READING TEXT »
* * * *
Amazon has committed to three seasons of three versions of the show; so far, a local-language production is underway in Italy and in early stages in India. “We love the ability to communicate with people all over the world, and to connect people through stories,” Russo continues. “Amazon and Jen basically brought us a brand-new opportunity to do that at a scale that’s never been attempted before.”
But in December 2021, with production well underway, the Russo brothers decided to replace showrunner Josh Appelbaum. “It was clear after some audience feedback and discussion that some changes needed to be made,” says Mike Larocca, president and co-founder of AGBO. “We felt like it needed some more character work early to draw people into the show. It was that straightforward.” Appelbaum declined to comment.
David Weil took over as showrunner. When Joe Russo came on set, a “huge bunch of material” was tossed out, an insider says. Sources say the cost of the series climbed toward $300 million, making it Amazon’s second-most expensive show after LOTR. (In an onstage March 10 conversation with Salke at SXSW, Priyanka Chopra said her work on Citadel was the first time she had achieved pay parity in 22 years. That prompted some Amazon executives to joke internally that this was actually the first and second time, since she and the other leads on the show got paid significantly more than planned due to the massive reshoots.)
While the original plan called for eight hourlong episodes, the show that will drop on Amazon in April ended up at six, roughly 40-minute episodes. Amazon has already renewed it for a second season of six hourlong episodes. “There are a couple of relationships where I don’t really understand the bet that is being made,” says one Amazon veteran of the commitment to the project. “But Jen believes in the Russos.”
The challenges on Citadel can happen with the “best-managed creative endeavors with the highest level of talent,” Salke says. “Given the choice of making it mediocre or fucking great — we made the right call there. And at the end of the day, our customers will be the judge.”
* * * *
THE PROBLEM »
Answer these questions from the Citadel text:
1. Who took over as showrunner after Josh Appelbaum was replaced?
2. How many episodes does the show dropping on Amazon in April have, and about how long is each?
3. Which Amazon show is more expensive than Citadel?
The entries after the Citadel text are separate material.

(Bounding box annotation entries)
* * * *
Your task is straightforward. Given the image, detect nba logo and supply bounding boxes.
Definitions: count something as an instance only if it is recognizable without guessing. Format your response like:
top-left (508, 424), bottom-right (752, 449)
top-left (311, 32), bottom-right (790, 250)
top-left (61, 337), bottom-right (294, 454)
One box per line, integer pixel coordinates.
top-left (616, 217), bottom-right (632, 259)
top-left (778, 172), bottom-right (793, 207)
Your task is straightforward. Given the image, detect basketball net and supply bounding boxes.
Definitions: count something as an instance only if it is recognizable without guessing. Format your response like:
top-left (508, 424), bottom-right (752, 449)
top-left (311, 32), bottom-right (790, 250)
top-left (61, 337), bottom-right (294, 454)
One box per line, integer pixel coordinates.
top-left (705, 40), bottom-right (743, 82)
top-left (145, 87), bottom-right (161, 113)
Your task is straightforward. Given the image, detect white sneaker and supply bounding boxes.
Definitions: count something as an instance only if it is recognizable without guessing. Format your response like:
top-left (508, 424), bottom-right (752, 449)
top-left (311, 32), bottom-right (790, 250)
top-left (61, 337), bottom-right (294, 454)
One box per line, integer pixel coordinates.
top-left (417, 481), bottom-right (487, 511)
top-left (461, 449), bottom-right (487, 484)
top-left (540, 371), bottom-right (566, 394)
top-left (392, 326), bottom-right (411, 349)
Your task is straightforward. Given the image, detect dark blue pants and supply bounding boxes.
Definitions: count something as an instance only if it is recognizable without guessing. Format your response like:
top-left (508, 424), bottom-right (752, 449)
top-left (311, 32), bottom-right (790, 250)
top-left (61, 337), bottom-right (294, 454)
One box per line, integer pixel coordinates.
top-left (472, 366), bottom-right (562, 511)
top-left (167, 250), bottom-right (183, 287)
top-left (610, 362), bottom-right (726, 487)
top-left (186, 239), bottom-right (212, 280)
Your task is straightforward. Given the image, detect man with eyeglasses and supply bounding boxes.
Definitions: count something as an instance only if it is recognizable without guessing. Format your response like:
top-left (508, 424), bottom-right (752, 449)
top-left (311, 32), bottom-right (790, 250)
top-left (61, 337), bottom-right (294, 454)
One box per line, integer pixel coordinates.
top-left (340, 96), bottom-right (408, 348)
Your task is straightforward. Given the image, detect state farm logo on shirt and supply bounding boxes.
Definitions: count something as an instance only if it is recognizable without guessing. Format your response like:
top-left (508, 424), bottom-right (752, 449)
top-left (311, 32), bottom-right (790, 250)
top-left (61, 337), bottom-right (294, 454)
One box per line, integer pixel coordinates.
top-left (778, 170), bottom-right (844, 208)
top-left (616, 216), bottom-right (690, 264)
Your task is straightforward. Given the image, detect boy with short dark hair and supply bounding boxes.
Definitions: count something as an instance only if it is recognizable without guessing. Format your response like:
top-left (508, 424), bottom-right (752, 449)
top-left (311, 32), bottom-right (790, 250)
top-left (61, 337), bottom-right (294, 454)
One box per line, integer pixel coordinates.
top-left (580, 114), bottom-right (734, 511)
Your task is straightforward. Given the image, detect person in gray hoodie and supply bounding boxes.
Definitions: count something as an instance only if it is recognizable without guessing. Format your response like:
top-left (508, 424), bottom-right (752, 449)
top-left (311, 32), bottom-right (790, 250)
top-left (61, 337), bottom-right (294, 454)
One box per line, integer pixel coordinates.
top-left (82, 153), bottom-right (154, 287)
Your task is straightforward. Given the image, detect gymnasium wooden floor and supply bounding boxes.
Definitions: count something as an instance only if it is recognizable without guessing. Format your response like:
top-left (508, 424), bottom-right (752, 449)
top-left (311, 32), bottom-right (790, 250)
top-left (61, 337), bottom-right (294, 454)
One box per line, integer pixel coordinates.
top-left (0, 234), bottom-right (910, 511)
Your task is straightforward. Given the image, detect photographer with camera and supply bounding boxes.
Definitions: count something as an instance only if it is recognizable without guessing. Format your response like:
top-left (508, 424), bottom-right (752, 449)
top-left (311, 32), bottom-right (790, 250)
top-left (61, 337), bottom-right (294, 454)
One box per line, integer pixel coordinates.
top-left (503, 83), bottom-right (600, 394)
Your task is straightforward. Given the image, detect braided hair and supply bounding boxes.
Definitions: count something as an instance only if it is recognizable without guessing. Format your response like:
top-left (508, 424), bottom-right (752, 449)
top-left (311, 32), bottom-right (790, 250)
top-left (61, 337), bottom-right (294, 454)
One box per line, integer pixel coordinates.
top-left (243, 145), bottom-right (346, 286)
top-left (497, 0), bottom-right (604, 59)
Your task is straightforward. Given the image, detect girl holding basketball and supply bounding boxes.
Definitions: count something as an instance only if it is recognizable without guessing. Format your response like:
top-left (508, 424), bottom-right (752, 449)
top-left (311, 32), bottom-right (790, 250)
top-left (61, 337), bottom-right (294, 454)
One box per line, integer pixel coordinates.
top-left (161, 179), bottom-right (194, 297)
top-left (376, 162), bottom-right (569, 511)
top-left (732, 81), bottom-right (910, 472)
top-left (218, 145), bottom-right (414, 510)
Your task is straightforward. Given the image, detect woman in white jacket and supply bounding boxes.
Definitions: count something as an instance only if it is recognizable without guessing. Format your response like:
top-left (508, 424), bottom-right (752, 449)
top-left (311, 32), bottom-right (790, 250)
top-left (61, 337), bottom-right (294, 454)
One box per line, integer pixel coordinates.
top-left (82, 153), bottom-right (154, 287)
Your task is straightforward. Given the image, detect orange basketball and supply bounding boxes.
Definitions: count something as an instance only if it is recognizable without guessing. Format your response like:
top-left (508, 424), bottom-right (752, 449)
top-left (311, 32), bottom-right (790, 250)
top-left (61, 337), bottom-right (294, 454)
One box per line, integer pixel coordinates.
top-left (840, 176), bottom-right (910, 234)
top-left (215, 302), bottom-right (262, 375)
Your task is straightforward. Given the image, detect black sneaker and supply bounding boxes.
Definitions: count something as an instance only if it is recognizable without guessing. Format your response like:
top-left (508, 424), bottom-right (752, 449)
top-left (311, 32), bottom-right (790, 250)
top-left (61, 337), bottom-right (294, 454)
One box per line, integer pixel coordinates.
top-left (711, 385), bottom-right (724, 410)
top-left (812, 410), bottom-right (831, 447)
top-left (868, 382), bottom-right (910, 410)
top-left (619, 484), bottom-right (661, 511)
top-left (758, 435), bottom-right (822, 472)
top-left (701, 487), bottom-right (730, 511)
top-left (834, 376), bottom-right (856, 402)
* * * *
RESULT »
1. David Weil
2. Six episodes, roughly 40 minutes each
3. LOTR